Отрывок со страницы:
·····
Опубликовано в журнале Урал, номер 1, 2016
Осень не молчит.
Она заикается, что-то приборматывает, поцокивает, почмокивает. Так она говорит. Но говорение
осени сходит на нет: зима; полное безмолвие с внутренней силой несказанного — как ненаписанного. Весна
тоже заикается, но её заикание с каждым днем всё более наполняется говорением,
очищающимся от запинок, пауз и мучительных спазмов голосовых провалов,
пропастей, бездн: лето; сплошная речь, спонтанная и живая — вся в гласных и согласных,
шипящих, свистящих, булькающих, щёлкающих и потрескивающих, постреливающих, как
осина в огне.
Я знаю
одиночество заики: бывают дни, когда я не могу говорить совсем, но лекции
читаю, уже почти наизусть. В такие дни я — то осень, то весна: чирикаю себе в
уме, «про себя» и в себе, как чокнутый и вольный недоговоритель. Жду лета или зимы: лето говорения и зима
безмолвия, сходясь во мне грудь на грудь, порождают текст, точнее — вытесняют
из меня тексты. Тексты. Вот — одиночество заики прирождённого. Лет с трёх я
думаю тексты — думаю текстами. Речь моя то замерзает, то оттаивает — слякоть
непролазная. С текстами всё проще, яснее и честнее: в них то лето, то зима. С
годами зимы становится больше.
Одиночество —
феномен онтологический, бытийный.
О. Мандельштам
Были очи острее точимой косы —
По зегзице в зенице и по капле росы, —
И едва научились они во весь рост
Различать одинокое множество звезд.
9 февраля 1937
Бесконечность и
вечность Вселенной — зеркальны: одиночество поэта,
слепца, немтыря отражается в бесчисленном одиночестве
звезд. Так, море (а особенно океан) существует одновременно в единственном и во
множественном числе. Единственно-множественное число.
И снегопад — в
единственно-множественном числе — накрывает единственно-множественное число морпехов (на Кольском полуострове, 1975 г.), которые
колонной по четыре поспевают — в ногу и без песни — на камбуз (в столовку).
Холодно. Кто-то выкрикивает: «Старшина, давай короче — не май месяц!» — и все
ржут, потому что сейчас как раз май и дубарина стоит
майская, заполярная. А ты в строю этом одинок — в этом общем
шаге (левой — левой — левой), в этом смехе, в этом коллективном голоде — жить,
есть, спать. Ты прошел четыре командировки. Скоро пятая. И ты вдруг
понял, почувствовал, ощутил: тебя в этой пятой убьют. Точно убьют. И теперь
твое одиночество крепнет и растёт: оно встает столбом, столпом, трубой незримой
сквозь снегопад и уходит в небо — и если поднять лицо, то увидишь звезды, их
одинокое множество. Ты останавливаешься — морпехи
строем обтекают тебя, а ты — стоишь один, задрав голову и запрокинув лицо, — и
слезы остаются на месте своем. И никто этого не видит. И душа твоя давно в
числе единственном и одиноком.
·····
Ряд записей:
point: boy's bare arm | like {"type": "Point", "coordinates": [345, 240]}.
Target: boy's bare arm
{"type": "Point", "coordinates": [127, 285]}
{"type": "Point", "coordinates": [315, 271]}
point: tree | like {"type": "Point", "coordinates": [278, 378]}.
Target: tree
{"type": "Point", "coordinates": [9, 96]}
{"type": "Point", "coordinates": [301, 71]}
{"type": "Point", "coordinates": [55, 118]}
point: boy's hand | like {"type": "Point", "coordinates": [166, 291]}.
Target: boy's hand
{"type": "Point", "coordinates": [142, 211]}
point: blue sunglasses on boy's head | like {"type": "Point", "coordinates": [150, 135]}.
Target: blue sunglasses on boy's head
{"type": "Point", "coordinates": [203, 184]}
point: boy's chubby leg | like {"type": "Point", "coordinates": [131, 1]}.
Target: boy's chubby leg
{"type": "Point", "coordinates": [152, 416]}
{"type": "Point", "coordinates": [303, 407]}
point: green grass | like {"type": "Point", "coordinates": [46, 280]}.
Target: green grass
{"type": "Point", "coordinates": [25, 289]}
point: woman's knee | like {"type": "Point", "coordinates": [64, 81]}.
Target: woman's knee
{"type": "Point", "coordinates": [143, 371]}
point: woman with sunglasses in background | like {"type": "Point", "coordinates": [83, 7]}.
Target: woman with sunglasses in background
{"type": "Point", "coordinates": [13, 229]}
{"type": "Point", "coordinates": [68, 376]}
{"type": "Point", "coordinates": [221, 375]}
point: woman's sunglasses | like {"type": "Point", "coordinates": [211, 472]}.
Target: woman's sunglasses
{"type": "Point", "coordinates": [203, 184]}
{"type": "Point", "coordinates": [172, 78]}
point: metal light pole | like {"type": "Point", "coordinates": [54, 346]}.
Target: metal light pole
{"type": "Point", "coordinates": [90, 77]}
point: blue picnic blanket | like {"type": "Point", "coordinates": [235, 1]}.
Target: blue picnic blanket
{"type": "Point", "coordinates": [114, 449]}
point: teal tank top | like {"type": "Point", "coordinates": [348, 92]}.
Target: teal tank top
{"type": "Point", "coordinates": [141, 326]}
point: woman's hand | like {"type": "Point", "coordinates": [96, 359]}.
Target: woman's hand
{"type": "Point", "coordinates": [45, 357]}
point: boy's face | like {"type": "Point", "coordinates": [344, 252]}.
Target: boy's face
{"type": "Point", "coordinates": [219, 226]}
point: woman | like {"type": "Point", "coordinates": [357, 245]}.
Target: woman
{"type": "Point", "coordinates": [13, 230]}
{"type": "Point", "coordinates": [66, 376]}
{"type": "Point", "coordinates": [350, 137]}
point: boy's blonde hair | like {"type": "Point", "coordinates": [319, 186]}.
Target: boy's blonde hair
·····
Задания упражнения:
1) Изложите отрывок в двух предложениях.
2) Где и в каком году, согласно отрывку, морпехи шли колонной на камбуз?
3) Перепишите, пожалуйста, дословно часть отрывка между «Она заикается, что-то» и «осина в огне.» включительно.
Записи взяты из другого источника.

Ответы к заданиям:
1) Речь заики сравнивается со сменой времён года: осень и весна запинаются, лето звучит сплошной живой речью, зима полна безмолвия, а тексты, в отличие от речи, всегда то лето, то зима. Вслед за строками О. Мандельштама об «одиноком множестве звезд» отрывок описывает морпеха на Кольском полуострове в 1975 году, который в строю понимает, что его убьют в пятой командировке, и остаётся стоять один под снегопадом, глядя на звёзды.

2) На Кольском полуострове, в 1975 году.

3)
Она заикается, что-то приборматывает, поцокивает, почмокивает. Так она говорит. Но говорение
осени сходит на нет: зима; полное безмолвие с внутренней силой несказанного — как ненаписанного. Весна
тоже заикается, но её заикание с каждым днем всё более наполняется говорением,
очищающимся от запинок, пауз и мучительных спазмов голосовых провалов,
пропастей, бездн: лето; сплошная речь, спонтанная и живая — вся в гласных и согласных,
шипящих, свистящих, булькающих, щёлкающих и потрескивающих, постреливающих, как
осина в огне.